*Direction*:
Rewrite the material below with every "research lab" changed to "research group", leaving everything else untouched.

*Records shown*:
◆ ◆ ◆ ◆

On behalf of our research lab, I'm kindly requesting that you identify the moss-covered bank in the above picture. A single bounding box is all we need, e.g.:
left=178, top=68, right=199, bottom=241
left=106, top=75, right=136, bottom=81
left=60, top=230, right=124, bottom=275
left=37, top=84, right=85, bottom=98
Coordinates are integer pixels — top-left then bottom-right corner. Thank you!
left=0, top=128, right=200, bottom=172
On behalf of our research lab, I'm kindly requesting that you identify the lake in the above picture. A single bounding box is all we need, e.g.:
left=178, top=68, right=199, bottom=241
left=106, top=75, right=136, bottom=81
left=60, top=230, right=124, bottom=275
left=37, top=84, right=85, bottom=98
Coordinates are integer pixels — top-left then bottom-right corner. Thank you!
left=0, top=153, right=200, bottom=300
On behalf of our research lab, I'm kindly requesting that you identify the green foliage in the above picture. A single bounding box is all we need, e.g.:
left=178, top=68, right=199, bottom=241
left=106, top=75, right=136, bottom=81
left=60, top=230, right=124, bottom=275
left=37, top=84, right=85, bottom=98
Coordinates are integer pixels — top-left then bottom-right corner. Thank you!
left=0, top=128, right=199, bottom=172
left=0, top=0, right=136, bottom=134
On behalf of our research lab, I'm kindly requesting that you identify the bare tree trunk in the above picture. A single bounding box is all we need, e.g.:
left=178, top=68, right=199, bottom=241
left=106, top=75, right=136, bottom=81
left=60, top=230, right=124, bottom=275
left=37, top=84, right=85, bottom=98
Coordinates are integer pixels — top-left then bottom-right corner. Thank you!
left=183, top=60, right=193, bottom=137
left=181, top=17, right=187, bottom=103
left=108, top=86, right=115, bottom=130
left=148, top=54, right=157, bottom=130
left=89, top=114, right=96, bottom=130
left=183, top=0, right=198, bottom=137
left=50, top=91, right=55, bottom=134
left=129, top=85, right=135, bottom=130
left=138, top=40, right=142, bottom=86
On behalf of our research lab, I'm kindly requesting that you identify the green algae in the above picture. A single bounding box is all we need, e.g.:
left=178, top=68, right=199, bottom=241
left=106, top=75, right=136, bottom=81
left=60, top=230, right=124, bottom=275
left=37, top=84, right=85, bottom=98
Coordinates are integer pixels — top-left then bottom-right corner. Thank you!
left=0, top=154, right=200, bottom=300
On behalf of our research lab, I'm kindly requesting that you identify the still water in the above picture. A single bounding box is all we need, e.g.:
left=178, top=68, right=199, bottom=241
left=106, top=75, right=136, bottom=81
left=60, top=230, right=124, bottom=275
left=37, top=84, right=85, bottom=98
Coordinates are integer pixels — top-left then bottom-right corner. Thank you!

◆ ◆ ◆ ◆

*Solved problem*:
On behalf of our research group, I'm kindly requesting that you identify the moss-covered bank in the above picture. A single bounding box is all we need, e.g.:
left=178, top=68, right=199, bottom=241
left=106, top=75, right=136, bottom=81
left=60, top=230, right=124, bottom=275
left=37, top=84, right=85, bottom=98
Coordinates are integer pixels — top-left then bottom-right corner. Thank you!
left=0, top=128, right=200, bottom=172
On behalf of our research group, I'm kindly requesting that you identify the lake in the above picture. A single bounding box is all we need, e.g.:
left=178, top=68, right=199, bottom=241
left=106, top=75, right=136, bottom=81
left=60, top=230, right=124, bottom=275
left=37, top=84, right=85, bottom=98
Coordinates are integer pixels — top-left then bottom-right corner. Thank you!
left=0, top=153, right=200, bottom=300
On behalf of our research group, I'm kindly requesting that you identify the green foliage in the above picture. A single bounding box is all we need, e.g.:
left=178, top=68, right=199, bottom=241
left=106, top=75, right=136, bottom=81
left=60, top=230, right=124, bottom=275
left=37, top=84, right=85, bottom=98
Coordinates are integer pixels — top-left then bottom-right corner. Thank you!
left=0, top=128, right=199, bottom=172
left=0, top=0, right=136, bottom=134
On behalf of our research group, I'm kindly requesting that you identify the bare tree trunk in the above picture. A single bounding box is all we need, e.g.:
left=178, top=68, right=199, bottom=241
left=106, top=75, right=136, bottom=81
left=60, top=230, right=124, bottom=275
left=37, top=84, right=85, bottom=98
Coordinates are integer pixels — top-left then bottom-right corner. Thank you!
left=183, top=60, right=193, bottom=137
left=181, top=17, right=187, bottom=103
left=108, top=86, right=115, bottom=130
left=148, top=54, right=157, bottom=130
left=89, top=114, right=96, bottom=130
left=183, top=0, right=198, bottom=137
left=50, top=91, right=55, bottom=134
left=129, top=85, right=135, bottom=130
left=138, top=40, right=142, bottom=86
On behalf of our research group, I'm kindly requesting that you identify the green algae in the above picture. A single bounding box is all we need, e.g.:
left=178, top=68, right=199, bottom=241
left=106, top=75, right=136, bottom=81
left=60, top=230, right=124, bottom=275
left=37, top=84, right=85, bottom=98
Coordinates are integer pixels — top-left then bottom-right corner. Thank you!
left=0, top=154, right=200, bottom=300
On behalf of our research group, I'm kindly requesting that you identify the still water in the above picture. A single bounding box is all we need, e.g.:
left=178, top=68, right=199, bottom=241
left=106, top=75, right=136, bottom=81
left=60, top=230, right=124, bottom=275
left=37, top=84, right=85, bottom=98
Coordinates are integer pixels — top-left then bottom-right corner. Thank you!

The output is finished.